MATERIAL PROVIDED =>
↓

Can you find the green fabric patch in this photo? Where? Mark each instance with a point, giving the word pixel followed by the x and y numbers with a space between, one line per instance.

↑
↓

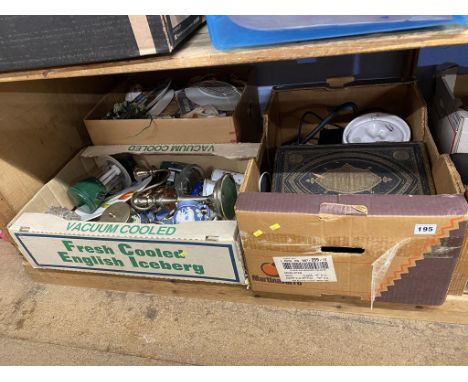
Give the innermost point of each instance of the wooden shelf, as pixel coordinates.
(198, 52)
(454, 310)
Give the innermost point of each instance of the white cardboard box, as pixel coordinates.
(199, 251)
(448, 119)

↑

TASK TO CARRY OUT => Count the lines above that contain the string "each", matching case exactly, and reply with the number alone.

EXERCISE OUTPUT => 3